**TASK**
For this exercise, write each entry below out precisely and omit the pictures.

(Referring expression data)
>>

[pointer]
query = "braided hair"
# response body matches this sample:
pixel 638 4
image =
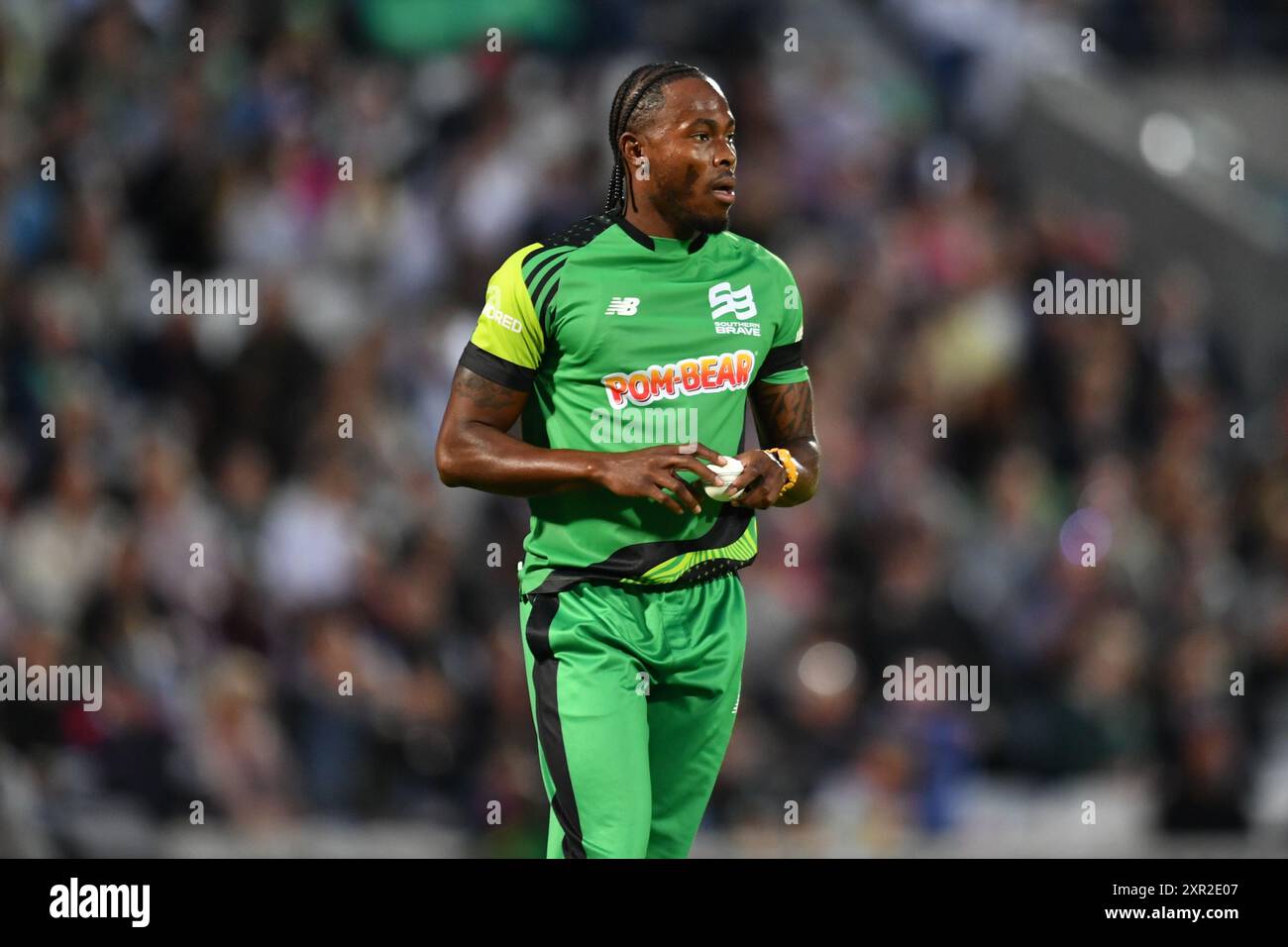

<<

**COMPLETED TASK**
[pointer]
query = "braided hair"
# response body matches this sample:
pixel 638 4
image =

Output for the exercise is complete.